Text:
- - -
No 8 – Terracotta, kept above ground.  So a lot of oxygen and some movement of the wine.  
Deep young colour. Quite firm with a solid nose.  Quite a ripe perfumed palate, with a streak of tannin.  Quite elegant.  This was another of my favourites.

No 9 – Foudre – 5 years old 20 hectolitres.
Good colour.  Perfumed peppery fruit, on the palate quite fragrant. Elegant fruit with a good balance. Nicely textured. I liked this a lot.

Vincent and the managing director, Tim Ford, explained that 80% of Chemin de Moscou is still given a classic élevage in barrel.  But they wanted to ask the question: how big is each piece of the jigsaw.  “The variables are terrifying” observed Tim, as we came to no obvious conclusion.    

It was a fascinating example of how one of the new talents of the Languedoc, that does not conform to the local appellation, is looking at new frontiers and challenging perceived ideas.  

And then we had a tasting of the current range of wines from Domaine Gayda

2018 Flying Solo White, Pays d’Oc
Grenache Blanc, with 15% Viognier
Quite rounded, textured and perfumed with some peachy fruit and weight on the palate.

2018 T’Air d’Oc, Pays d’Oc
Pure Sauvignon with fresh pithy fruit, some good acidity and a rounded finish.   A southern Sauvignon but with a good streak of freshness. 

2018 Chardonnay, Pays d’Oc
From vineyards in the Minervois and Malepère.  20% fermented and aged in barrel and kept on lees for six months.  Quite rounded, lightly buttery nose and palate.

2018 Viognier, Pays d’Oc
Pure Viognier from the Minervois and Roussillon.  Six months on lees.
Lightly peachy on nose and palate. Good texture and weight with some balancing acidity.  

2018 En Passant, Pays d’Oc
70% Maccabeu fermented in stainless steel and blended with 30% Muscat d’Alexandrie, in stainless steel as well as amphora.  Quite fresh and pithy, with some acidity and some Muscat grapiness.
- - -
Data excerpts:
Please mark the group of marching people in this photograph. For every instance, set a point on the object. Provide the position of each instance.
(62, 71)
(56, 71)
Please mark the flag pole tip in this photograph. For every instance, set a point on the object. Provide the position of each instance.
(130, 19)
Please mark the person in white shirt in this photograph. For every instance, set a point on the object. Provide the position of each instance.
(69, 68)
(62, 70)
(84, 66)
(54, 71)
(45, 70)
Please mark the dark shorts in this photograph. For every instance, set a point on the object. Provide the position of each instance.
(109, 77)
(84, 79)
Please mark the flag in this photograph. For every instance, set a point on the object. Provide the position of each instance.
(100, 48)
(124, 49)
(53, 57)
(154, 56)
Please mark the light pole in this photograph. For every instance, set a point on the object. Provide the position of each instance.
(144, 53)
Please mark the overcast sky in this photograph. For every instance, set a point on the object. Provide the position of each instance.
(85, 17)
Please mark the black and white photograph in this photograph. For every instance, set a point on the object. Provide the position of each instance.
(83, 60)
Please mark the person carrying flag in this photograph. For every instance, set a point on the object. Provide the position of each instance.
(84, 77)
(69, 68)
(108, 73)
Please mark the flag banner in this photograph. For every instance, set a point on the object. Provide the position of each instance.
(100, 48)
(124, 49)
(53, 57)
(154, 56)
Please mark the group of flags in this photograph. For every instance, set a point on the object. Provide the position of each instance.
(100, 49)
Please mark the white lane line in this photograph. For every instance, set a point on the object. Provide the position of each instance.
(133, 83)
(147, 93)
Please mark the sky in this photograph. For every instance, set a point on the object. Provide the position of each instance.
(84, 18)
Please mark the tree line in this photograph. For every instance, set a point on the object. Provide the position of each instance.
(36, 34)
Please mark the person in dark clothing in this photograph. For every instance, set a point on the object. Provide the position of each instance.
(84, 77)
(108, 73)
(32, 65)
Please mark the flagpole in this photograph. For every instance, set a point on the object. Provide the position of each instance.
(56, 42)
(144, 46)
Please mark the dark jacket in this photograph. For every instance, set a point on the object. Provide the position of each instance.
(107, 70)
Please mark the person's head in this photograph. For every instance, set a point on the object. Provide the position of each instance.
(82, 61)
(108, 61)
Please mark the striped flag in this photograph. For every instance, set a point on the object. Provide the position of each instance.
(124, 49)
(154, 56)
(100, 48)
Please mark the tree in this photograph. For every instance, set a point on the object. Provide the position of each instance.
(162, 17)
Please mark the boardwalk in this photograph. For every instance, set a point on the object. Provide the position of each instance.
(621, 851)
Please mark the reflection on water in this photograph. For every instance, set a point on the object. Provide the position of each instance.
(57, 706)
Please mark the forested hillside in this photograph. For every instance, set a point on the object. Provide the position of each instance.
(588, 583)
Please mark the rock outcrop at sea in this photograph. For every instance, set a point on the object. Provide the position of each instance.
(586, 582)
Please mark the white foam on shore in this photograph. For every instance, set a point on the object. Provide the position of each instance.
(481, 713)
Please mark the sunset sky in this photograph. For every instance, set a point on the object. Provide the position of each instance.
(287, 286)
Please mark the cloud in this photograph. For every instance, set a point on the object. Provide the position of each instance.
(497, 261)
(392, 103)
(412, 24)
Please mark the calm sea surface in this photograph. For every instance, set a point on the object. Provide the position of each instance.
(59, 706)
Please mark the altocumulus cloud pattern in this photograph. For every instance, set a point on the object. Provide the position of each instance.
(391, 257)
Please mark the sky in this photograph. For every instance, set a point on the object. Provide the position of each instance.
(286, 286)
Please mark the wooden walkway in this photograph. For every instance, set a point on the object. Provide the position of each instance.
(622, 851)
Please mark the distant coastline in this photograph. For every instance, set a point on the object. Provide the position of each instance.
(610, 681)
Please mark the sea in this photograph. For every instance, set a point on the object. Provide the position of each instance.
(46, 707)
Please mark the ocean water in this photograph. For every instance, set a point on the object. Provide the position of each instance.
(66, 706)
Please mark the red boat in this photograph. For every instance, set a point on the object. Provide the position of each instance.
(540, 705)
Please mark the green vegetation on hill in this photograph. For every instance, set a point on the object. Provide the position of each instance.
- - -
The tasks:
- a) Translate this sentence from the wine tasting notes into French: "Vincent and the managing director, Tim Ford, explained that 80% of Chemin de Moscou is still given a classic élevage in barrel."
- b) Carry on the wine tasting notes on Domaine Gayda from the point where they end.

Answer set:
- a) Vincent et le directeur général, Tim Ford, ont expliqué que 80 % du Chemin de Moscou bénéficie toujours d'un élevage classique en barrique.

- b)
2017 Figure Libre, Pays d’Oc
50% Grenache Blanc, 20% Maccabeu, 20% Marsanne and 5% Roussillon, from Roussillon.  The Marsanne and Grenache Blanc are both fermented in a concrete egg while barrels, both 228 litres and 500 litres, are used for the Roussanne,  Maccabeu, and also some of the Grenache Blanc.  Aged in concrete eggs and barrels with some lees stirring.  Rounded and textured, with good acidity and flavours of white blossom on the palate.  Lots of layers and nuances, with a firm finish.  

2017 Figure Libre Chenin Blanc, Pays d’Oc
From a local vineyard in the Malepère.   Fermented in an egg and in 500 litres barrels.  A little colour.  Dry honey on the nose and palate.  Nicely textured, with elegant dry honeyed fruit.   Good depth and length.  A lovely glass of wine.

2017 Sélection Parcellaire, Pays d’Oc
Pure Grenache Gris, from several vineyards in Opoul-Perillos in Roussillon.  Fermented in a concrete egg and aged on the lees for nine months. A little colour.  Dry white blossom on nose and palate.  Very nicely textured with good mouthfeel.  Understated with some weight.  Almost makes you think there is a hint of oak, but no.  Yet another example of how good the white wines of Roussillon are becoming.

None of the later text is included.